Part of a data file
***

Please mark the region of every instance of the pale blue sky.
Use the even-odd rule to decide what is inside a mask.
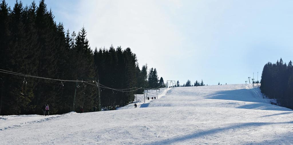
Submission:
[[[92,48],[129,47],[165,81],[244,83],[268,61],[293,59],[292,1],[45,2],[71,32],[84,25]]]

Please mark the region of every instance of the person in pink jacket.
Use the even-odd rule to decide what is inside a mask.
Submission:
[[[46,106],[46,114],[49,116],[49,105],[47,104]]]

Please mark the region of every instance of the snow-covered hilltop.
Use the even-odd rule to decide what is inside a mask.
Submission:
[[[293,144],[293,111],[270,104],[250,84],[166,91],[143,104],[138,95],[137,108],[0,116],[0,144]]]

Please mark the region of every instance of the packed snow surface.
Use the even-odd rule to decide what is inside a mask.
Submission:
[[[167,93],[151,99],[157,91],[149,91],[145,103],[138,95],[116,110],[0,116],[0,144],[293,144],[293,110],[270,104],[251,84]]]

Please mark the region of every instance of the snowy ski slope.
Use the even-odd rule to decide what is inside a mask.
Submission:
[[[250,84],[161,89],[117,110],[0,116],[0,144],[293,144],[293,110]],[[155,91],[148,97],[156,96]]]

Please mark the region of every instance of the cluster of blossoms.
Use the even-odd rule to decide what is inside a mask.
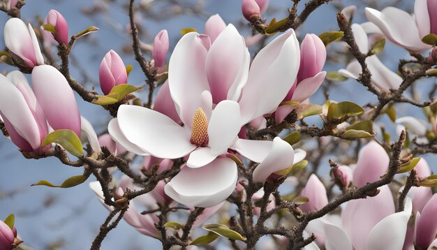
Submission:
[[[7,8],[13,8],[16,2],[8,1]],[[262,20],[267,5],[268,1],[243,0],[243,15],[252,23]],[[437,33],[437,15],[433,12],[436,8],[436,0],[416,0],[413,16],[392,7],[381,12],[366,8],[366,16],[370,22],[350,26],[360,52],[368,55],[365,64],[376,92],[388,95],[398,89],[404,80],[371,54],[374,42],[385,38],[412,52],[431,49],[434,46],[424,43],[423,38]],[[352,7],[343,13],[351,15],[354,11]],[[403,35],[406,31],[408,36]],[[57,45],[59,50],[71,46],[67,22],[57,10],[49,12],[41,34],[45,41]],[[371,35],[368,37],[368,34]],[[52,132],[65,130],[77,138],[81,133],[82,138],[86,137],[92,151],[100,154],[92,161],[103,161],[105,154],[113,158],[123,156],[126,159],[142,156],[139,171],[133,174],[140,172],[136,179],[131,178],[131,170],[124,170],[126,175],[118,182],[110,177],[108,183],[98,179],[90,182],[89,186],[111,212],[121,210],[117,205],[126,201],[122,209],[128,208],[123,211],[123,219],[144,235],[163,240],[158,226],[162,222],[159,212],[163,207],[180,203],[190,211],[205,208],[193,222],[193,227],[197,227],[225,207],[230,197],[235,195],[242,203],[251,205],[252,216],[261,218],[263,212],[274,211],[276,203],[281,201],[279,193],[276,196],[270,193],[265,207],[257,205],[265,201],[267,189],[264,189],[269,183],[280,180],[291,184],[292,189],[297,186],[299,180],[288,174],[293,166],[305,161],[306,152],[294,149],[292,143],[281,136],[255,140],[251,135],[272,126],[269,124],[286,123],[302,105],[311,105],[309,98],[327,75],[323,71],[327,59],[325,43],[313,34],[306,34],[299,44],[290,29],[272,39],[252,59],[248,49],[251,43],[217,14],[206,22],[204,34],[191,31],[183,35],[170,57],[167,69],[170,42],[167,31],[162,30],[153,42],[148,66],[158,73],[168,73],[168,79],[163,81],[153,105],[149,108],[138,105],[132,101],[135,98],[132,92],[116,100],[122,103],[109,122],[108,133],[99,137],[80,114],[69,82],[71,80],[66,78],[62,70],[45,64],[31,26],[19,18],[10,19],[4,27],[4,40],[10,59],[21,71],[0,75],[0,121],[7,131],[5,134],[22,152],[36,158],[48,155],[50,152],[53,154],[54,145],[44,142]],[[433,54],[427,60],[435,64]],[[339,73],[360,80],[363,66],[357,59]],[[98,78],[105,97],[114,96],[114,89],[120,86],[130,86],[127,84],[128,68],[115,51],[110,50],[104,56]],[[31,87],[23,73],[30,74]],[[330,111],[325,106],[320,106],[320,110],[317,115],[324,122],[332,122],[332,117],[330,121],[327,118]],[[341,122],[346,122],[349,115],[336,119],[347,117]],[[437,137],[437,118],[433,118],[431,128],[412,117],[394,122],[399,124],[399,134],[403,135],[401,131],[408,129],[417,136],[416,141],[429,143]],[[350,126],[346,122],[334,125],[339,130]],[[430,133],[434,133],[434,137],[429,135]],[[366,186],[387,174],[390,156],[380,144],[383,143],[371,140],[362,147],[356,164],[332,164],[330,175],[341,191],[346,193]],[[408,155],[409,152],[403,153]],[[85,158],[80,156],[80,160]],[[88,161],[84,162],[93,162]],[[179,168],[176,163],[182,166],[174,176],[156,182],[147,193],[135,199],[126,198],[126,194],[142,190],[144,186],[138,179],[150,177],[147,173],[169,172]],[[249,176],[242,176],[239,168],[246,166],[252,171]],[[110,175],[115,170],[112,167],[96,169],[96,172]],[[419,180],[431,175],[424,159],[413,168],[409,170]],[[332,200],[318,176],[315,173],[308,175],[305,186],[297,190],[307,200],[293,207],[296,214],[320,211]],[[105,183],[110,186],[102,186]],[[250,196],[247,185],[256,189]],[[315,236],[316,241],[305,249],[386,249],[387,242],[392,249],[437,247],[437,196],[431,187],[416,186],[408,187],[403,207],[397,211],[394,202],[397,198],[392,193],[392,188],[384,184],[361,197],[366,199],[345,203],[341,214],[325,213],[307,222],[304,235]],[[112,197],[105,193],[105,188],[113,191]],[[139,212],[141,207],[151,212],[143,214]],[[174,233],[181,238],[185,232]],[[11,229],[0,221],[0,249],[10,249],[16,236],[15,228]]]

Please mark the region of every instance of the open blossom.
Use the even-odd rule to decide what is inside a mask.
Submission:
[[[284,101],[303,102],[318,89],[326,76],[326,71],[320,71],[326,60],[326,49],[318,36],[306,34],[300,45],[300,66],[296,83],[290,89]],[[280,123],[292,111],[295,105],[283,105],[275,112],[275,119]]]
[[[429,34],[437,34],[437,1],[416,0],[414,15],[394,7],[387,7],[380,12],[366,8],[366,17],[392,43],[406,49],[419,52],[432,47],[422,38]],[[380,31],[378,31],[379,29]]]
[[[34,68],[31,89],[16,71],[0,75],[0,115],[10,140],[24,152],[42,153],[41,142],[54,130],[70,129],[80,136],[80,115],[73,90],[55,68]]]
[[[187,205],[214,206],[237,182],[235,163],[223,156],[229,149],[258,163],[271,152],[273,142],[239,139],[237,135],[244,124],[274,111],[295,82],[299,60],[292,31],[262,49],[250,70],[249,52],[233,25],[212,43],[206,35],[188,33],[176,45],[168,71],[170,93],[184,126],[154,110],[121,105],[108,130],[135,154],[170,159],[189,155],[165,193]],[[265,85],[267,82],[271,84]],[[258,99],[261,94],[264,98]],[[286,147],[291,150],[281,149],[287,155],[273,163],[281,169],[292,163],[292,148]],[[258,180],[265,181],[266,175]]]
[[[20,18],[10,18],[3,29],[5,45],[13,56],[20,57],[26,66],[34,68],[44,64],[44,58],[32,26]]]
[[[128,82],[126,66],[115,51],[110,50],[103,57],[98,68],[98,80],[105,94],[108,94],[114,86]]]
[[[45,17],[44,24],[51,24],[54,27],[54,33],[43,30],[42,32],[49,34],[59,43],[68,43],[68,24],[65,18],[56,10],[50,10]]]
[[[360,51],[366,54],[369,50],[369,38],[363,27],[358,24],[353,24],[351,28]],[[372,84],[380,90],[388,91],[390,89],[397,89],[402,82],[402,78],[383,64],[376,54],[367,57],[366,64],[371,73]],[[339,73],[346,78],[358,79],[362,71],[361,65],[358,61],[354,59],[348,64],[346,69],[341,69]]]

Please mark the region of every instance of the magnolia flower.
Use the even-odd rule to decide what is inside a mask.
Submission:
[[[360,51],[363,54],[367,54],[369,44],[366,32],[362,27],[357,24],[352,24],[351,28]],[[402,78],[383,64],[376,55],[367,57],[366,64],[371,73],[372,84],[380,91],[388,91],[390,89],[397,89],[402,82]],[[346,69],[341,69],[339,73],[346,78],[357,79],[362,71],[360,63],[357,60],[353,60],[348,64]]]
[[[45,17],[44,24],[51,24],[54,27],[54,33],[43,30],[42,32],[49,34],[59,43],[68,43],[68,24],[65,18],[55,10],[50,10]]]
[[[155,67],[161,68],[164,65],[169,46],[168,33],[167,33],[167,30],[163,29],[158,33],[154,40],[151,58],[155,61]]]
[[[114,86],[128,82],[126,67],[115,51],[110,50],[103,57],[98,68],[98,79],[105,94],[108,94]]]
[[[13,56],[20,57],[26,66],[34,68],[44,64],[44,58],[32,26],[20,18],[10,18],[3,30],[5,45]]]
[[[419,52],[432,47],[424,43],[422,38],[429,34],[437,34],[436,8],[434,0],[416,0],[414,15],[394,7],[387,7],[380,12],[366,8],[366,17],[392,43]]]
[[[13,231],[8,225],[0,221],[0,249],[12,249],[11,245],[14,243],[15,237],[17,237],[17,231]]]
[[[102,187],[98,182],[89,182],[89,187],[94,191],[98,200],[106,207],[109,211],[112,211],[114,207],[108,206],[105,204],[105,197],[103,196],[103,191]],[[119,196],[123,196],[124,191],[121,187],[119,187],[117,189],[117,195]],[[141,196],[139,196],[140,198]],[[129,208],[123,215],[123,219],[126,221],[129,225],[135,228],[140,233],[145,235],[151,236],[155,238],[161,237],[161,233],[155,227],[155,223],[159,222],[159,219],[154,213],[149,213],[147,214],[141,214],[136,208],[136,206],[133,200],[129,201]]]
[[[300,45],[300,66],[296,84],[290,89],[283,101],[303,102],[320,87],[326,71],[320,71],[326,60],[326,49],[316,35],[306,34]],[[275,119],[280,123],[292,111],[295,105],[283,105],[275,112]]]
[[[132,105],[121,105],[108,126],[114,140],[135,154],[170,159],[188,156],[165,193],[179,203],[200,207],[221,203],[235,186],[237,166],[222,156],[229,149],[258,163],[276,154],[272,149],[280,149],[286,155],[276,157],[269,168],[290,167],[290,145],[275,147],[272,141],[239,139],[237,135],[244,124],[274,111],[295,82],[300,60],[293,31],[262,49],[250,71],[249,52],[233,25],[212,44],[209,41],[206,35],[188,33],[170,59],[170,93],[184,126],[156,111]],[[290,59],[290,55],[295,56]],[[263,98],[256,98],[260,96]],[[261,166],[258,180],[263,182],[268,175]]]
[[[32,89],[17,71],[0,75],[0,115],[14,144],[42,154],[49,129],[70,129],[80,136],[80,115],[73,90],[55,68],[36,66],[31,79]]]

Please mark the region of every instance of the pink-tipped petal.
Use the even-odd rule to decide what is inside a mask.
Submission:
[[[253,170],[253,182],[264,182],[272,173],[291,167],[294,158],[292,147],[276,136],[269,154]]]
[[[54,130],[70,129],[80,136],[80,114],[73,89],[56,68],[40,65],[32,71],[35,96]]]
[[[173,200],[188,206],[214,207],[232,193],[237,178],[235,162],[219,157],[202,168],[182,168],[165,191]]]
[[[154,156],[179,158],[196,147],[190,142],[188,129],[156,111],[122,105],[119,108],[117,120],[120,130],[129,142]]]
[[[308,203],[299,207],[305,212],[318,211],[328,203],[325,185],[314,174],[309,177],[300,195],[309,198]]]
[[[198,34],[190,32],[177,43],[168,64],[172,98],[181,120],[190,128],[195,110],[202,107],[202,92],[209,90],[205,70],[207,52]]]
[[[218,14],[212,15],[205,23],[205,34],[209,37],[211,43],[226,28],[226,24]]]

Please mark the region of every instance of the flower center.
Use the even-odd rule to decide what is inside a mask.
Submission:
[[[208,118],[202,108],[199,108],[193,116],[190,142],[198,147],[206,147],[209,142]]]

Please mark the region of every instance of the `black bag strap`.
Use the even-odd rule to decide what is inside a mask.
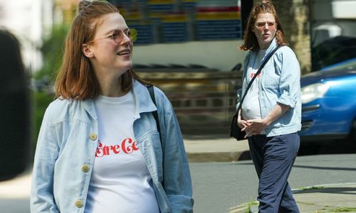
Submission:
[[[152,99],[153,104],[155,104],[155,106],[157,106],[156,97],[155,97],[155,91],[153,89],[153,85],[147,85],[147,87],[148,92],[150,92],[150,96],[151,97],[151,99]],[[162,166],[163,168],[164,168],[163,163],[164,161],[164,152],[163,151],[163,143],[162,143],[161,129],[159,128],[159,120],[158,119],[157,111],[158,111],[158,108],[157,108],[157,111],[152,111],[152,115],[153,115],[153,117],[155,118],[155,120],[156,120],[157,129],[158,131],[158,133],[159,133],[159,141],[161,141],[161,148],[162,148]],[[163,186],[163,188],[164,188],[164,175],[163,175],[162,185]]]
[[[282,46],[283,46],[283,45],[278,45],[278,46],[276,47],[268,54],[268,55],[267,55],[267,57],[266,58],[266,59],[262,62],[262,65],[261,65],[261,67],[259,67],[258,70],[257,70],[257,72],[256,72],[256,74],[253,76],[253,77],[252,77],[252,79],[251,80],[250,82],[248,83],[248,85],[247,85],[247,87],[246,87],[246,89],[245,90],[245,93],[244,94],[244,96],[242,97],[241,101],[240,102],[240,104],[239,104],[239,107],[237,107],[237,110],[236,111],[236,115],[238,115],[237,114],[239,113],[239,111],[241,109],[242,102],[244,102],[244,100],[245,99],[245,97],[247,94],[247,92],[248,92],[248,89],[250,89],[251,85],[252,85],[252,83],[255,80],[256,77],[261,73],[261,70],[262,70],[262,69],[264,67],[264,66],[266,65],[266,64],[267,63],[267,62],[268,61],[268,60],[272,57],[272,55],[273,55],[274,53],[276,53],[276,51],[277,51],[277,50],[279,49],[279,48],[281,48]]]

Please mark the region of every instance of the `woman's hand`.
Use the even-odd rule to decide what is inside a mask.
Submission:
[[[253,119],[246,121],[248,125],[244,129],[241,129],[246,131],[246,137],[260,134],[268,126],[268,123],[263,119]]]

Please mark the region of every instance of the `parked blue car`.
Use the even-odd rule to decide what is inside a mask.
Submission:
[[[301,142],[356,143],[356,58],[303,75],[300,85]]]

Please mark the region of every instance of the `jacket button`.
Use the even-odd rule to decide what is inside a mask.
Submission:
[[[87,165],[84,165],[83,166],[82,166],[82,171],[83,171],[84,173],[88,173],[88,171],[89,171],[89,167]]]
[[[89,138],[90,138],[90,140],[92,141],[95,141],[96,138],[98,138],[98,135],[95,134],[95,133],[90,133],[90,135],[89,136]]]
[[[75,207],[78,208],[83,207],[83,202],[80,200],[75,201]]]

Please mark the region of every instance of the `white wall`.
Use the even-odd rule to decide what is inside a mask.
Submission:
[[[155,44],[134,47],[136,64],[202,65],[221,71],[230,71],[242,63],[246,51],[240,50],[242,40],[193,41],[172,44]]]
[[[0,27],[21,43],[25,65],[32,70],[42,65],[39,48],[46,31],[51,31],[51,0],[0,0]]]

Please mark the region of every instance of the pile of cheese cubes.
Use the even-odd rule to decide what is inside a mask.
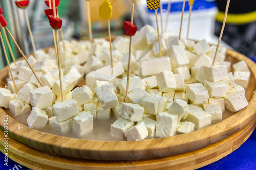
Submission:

***

Excluding pictures, copy exactly the lines from the line containing "Please mark the region of every instance of the pile" through the last line of the data, inclusive.

**Result**.
Please mark the region of every instance of the pile of cheese cubes.
Use the even-odd rule to decide what is inside a mask.
Submission:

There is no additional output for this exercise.